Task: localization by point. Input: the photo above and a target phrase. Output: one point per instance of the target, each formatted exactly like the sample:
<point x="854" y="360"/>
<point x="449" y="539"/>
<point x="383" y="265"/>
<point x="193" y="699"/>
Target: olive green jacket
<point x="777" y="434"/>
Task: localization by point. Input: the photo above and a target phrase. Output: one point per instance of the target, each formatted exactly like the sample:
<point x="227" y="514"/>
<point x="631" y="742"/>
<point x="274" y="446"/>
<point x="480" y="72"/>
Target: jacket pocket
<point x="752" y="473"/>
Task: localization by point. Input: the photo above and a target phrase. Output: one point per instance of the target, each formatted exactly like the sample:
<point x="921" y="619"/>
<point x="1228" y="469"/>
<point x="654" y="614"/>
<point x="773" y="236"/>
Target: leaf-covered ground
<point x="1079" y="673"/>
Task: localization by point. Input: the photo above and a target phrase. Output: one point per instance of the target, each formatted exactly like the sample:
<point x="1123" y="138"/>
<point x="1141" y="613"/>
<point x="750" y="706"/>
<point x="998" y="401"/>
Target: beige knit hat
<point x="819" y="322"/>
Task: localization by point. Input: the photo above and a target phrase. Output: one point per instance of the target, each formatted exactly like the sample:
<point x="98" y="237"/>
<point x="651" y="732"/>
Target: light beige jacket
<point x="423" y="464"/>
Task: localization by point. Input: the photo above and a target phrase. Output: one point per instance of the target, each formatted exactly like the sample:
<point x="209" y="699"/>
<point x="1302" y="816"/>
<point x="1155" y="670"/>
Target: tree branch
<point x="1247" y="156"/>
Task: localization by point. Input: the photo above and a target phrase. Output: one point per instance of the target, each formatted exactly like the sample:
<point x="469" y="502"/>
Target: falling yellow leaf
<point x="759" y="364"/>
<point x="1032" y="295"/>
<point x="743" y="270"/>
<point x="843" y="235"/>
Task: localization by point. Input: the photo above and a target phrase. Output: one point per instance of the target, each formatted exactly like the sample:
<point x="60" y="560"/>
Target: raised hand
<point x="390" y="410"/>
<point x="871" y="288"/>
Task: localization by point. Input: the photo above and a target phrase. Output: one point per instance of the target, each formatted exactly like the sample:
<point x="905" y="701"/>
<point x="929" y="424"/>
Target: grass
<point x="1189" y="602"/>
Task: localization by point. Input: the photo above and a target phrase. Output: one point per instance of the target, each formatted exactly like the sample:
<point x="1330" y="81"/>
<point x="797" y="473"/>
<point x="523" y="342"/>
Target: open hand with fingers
+++
[INSTRUCTIONS FOR THE TASK]
Reproduce every line of the data without changing a word.

[ANSWER TO THE EXERCISE]
Task: localization by point. Input: the photo above and a target phrase. Output: one point per instance of the target, each formatted exactly like the sample:
<point x="854" y="360"/>
<point x="449" y="539"/>
<point x="383" y="265"/>
<point x="193" y="699"/>
Target: olive green jacket
<point x="777" y="434"/>
Task: localization by point. Input: the photo above and a target phrase. Output: one point per instance of the target, each formatted exactly like the sample:
<point x="227" y="514"/>
<point x="631" y="742"/>
<point x="274" y="446"/>
<point x="480" y="72"/>
Target: jacket pocket
<point x="752" y="473"/>
Task: localization by point. Input: the photo above and a target phrase. Output: one point per instance of the target, each formatted exactly like the sample:
<point x="921" y="619"/>
<point x="1228" y="469"/>
<point x="654" y="614"/>
<point x="773" y="236"/>
Target: leaf-covered ground
<point x="1079" y="673"/>
Task: localization by point. Input: the photo above and a target phrase. Output: one point per instance of the target, each formatted exactly like the sample:
<point x="1123" y="138"/>
<point x="1141" y="613"/>
<point x="750" y="706"/>
<point x="998" y="401"/>
Target: beige knit hat
<point x="819" y="322"/>
Task: localization by point. Input: the photo above and a target phrase. Output: one point per instance of the target, each formatted exactly like the sample:
<point x="98" y="237"/>
<point x="651" y="732"/>
Target: light beige jacket
<point x="423" y="464"/>
Task: localization by point. Input: the photo above and a target phrase. Output: one point per instance of the target, each formatted exactly like the sample:
<point x="209" y="699"/>
<point x="1302" y="816"/>
<point x="1155" y="670"/>
Target: tree branch
<point x="1247" y="156"/>
Task: localization by point. Input: the photo above and a target phrase. Output: one point per instance of the target, each formatted exactly like the sample:
<point x="469" y="502"/>
Target: falling yellow leaf
<point x="759" y="364"/>
<point x="1032" y="295"/>
<point x="743" y="270"/>
<point x="843" y="235"/>
Task: localization by point. Input: the photo above and a target phrase. Output: one point per instance of the target, each formatted exactly like the sample:
<point x="60" y="560"/>
Target: raised hand
<point x="390" y="410"/>
<point x="871" y="288"/>
Task: localization by point. Input: the photo above and a target phrase. Output: one point per instance of the target, each formatted exactly like the sample:
<point x="905" y="701"/>
<point x="929" y="424"/>
Target: grass
<point x="1189" y="602"/>
Task: localization by point. Input: the photo above and a target phrase. Output: one point per instance of the target, each formatted exactly like the sample:
<point x="1330" y="81"/>
<point x="797" y="473"/>
<point x="523" y="342"/>
Target: open hand with fingers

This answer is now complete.